Top of EXERCISE TEXT
Four months of suffering prompt Venezuelans 'Trip For Freedom' to Washington, D.C.

Venezuelans in Miami turn to Washington to ask for economic sanctions

A student of Venezuelas Central University (UCV) shouts slogans against Venezuelas President Nicolas Maduro during a protest in Caracas, March 12th.
A student of Venezuelas Central University (UCV) shouts slogans against Venezuelas President Nicolas Maduro during a protest in Caracas, March 12th. (Mauricio Centeno/Associated Press)

Carlos Suarez 8:57 p.m.

It has been four months since students took to barricading streets to protest President Nicolás Maduro's populist "socialist revolution." They have faced systematic violence.

Venezuelans in Miami are growing concerned about the brutality that has weakened protesters' efforts and  left about 41 dead and hundreds injured.

A group of Venezuelan-Americans and Rep. Ileana Ros-Lehtinen met at the popular restaurant El Arepazo 2, 3900 NW 79th Ave., in Doral Thursday morning. They were participating in the nationwide "Trip For Freedom" to Washington, D.C., to lobby for U.S. sanctions.

The One and Only Local 10 News team covering it live: Reporter Carlos Suarez, photojournalist Brian Ely and Arianne Alcorta, producer of Venezuela Fights for Freedom.



Human right groups watching the treatment of Venezuela's dissenting force released a report Wednesday.

The report noted that opposition leader Leopoldo Lopez "has been held in pretrial detention on a military base for more than to months despite the government's failure to produce credible evidence that he committed any crime."
Bottom of EXERCISE TEXT
Top of RECORDS SUPPLIED
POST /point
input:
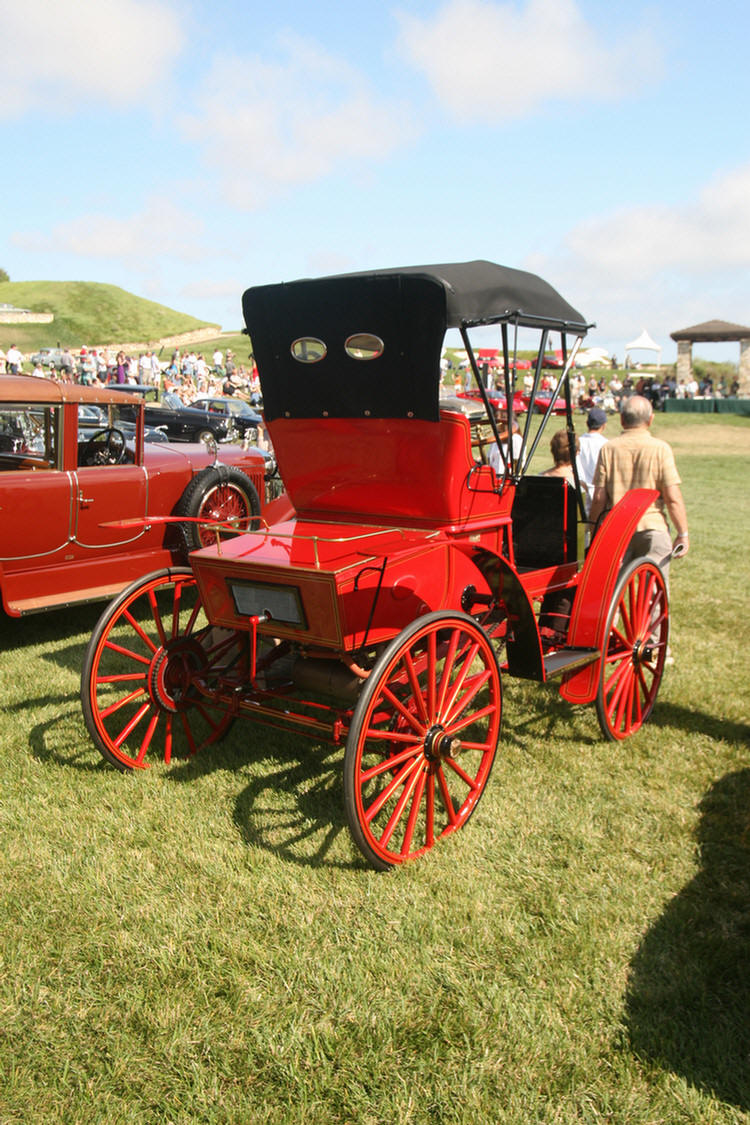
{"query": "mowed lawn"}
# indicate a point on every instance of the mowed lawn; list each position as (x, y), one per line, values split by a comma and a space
(201, 943)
Bottom of RECORDS SUPPLIED
» TASK DESCRIPTION:
Echo the passage of the Venezuela protest article that begins with the words containing "It has been" and ends with "faced systematic violence.", copying it word for word.

» PROBLEM SOLUTION:
It has been four months since students took to barricading streets to protest President Nicolás Maduro's populist "socialist revolution." They have faced systematic violence.